Page:
****************
# Anyone use the Milwaukee Electricians Tool Belt?



## nalurash (Jul 4, 2015)

Like the title say's.

Has anyone in this forum used the Milwaukee Electricians Tool Belt?

Just wondering what everyone's thoughts are about them.

Thanks a bunch


----------



## 99cents (Aug 20, 2012)

Wear that thing and Milwaukee should pay you for advertising for them.

In my opinion, Milwaukee makes power tools. They're not great but they're really good. As far as their hand tools, belt, tool boxes, meters, etc. go, I won't buy them. Even as a little guy, I like to spread my money around. There are better manufacturers of hand tools, belts, tool boxes and meters than Milwaukee and they get my business.


----------



## nalurash (Jul 4, 2015)

99cents said:


> Wear that thing and Milwaukee should pay you for advertising for them.
> 
> In my opinion, Milwaukee makes power tools. They're not great but they're really good. As far as their hand tools, belt, tool boxes, meters, etc. go, I won't buy them. Even as a little guy, I like to spread my money around. There are better manufacturers of hand tools, belts, tool boxes and meters than Milwaukee and they get my business.


Haha...yeah that's true. I've got a bunch of Milwaukee FUEL cordless tools, a few hand tools, but not much else. 

I just saw the Milwaukee Electricians Tool Belt for sale at my local tool store. It comes with a set of screw drivers and a water bottle for $89 bucks. Thought about picking it up, but I don't know about Milwaukee's reputation with tool belts and such


----------



## daveEM (Nov 18, 2012)

Comes with a water bottle? That should save some time on a hot day.

Anyway some reviews here... (seem positive)
http://www.homedepot.com/p/Milwauke***************-Work-Belt-48-22-8110/205482440

I like leather myself.

*Edit:* Like 99 says it does look disgusting and should actually be free.


----------



## 99cents (Aug 20, 2012)

A liter of water weighs one kilogram. Who in their right mind would add that weight to a tool belt? If water is that important to you, throw a Platypus into a backpack.


----------



## Grogan14 (Jul 16, 2009)

daveEM said:


> Anyway some reviews here... (seem positive)
> http://www.homedepot.com/p/Milwauke***************-Work-Belt-48-22-8110/205482440


Those are almost all from folks that were given one free in exchange for their review, and all of them DIY'ers.


----------



## 99cents (Aug 20, 2012)

I bought one of these monsters from Rack-a-tiers. Some guys love them. I hate it. I went back to the little old leather pouch I used as an apprentice.

When I bought the Rack-a-tiers belt, a couple of electricians at the counter said I would love it but would be back to buy the suspenders. I can't knock the product, it's just not for me.
****************
Provided material:
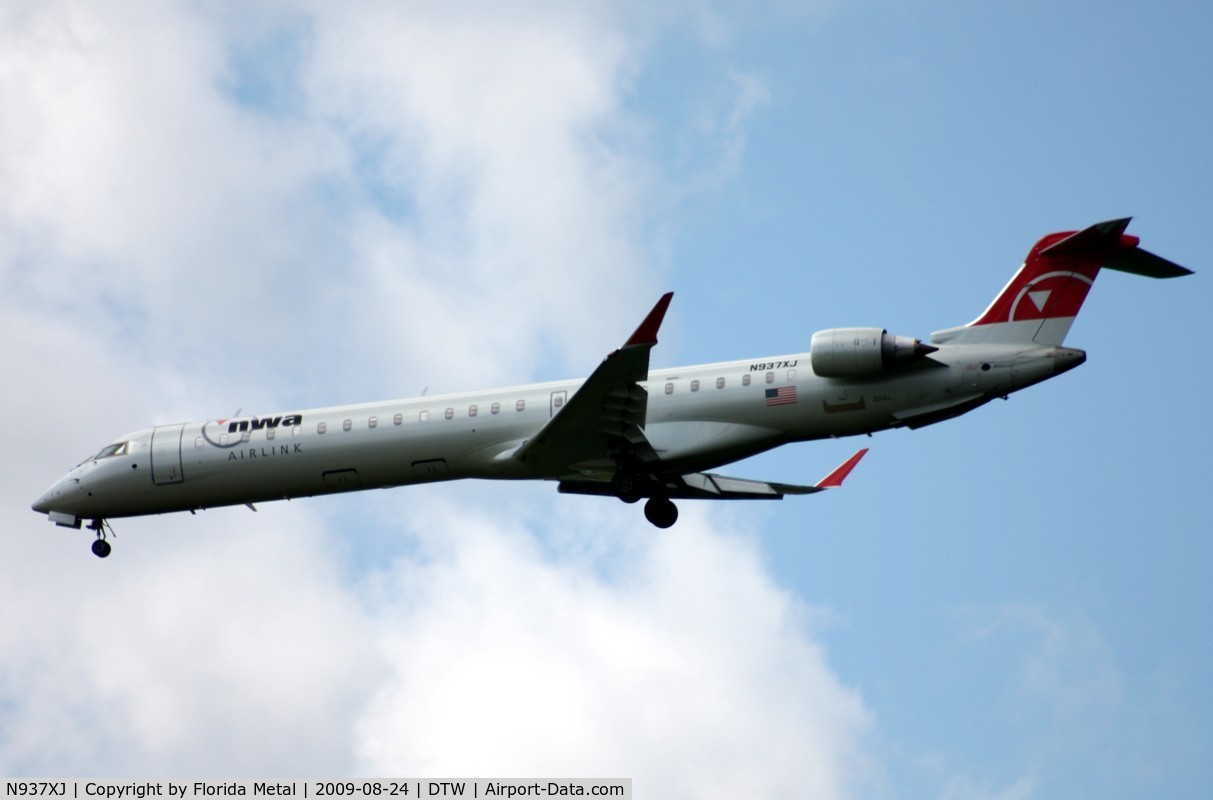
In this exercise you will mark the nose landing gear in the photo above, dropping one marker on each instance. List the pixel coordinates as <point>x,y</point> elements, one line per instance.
<point>101,547</point>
****************
Repeat the part of the tool belt thread starting at "I like leather" and ending at "into a backpack.", word for word.

The output:
I like leather myself.

*Edit:* Like 99 says it does look disgusting and should actually be free.


----------



## 99cents (Aug 20, 2012)

A liter of water weighs one kilogram. Who in their right mind would add that weight to a tool belt? If water is that important to you, throw a Platypus into a backpack.